=== WORK TO DO ===
Copy the records starting at the line that contains "point: person standing" and ending at the end of the records, swapping "curtain" for "drape" and leaving everything else unchanged.

--*--

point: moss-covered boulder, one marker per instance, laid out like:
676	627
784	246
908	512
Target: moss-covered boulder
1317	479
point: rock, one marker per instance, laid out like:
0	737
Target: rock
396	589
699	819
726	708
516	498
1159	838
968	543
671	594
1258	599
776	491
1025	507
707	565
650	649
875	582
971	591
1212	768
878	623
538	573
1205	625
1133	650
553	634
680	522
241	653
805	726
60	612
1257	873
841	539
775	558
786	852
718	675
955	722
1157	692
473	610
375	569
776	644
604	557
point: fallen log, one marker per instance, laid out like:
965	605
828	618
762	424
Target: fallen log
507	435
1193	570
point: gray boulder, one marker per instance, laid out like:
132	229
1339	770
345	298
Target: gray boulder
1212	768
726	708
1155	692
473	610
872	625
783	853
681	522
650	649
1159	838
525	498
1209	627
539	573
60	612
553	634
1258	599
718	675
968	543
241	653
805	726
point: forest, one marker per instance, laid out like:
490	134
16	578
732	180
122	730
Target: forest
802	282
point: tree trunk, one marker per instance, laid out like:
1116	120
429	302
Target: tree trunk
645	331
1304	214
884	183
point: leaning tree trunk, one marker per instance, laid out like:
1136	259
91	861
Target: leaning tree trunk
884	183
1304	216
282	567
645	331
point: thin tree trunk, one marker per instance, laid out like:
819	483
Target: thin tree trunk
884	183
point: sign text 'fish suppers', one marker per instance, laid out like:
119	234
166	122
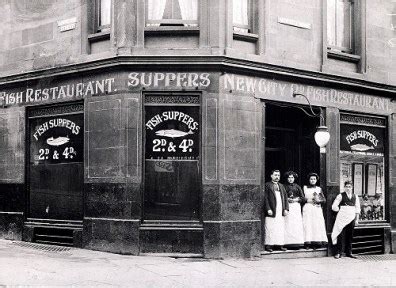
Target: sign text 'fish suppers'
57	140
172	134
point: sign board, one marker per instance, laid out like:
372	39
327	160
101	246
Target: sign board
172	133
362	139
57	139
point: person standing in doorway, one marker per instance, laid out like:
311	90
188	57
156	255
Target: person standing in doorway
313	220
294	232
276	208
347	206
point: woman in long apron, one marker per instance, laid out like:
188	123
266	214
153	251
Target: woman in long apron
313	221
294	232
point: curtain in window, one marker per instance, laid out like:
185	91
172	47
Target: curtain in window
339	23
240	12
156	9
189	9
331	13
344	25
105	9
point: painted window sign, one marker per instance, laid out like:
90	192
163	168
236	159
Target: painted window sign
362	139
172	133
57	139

--*--

=== RESPONSE TO THE EXERCISE ===
point: person standing in doorway, one marker per instance, laid out like:
311	90
188	57
156	255
Target: person standing in doorway
313	220
294	232
276	208
347	206
point: woman in long apron, one marker per instance, laid out like:
188	123
266	214
153	251
Target: woman in long apron
313	221
294	232
point: drape in window, one marker per instance, laid out like:
185	91
172	47
Target: drape in window
339	23
240	12
156	9
189	9
331	13
344	25
105	9
point: painted window sign, one marker per instance, laid out like:
90	192
163	168
236	159
Target: painted window sign
362	139
172	133
57	139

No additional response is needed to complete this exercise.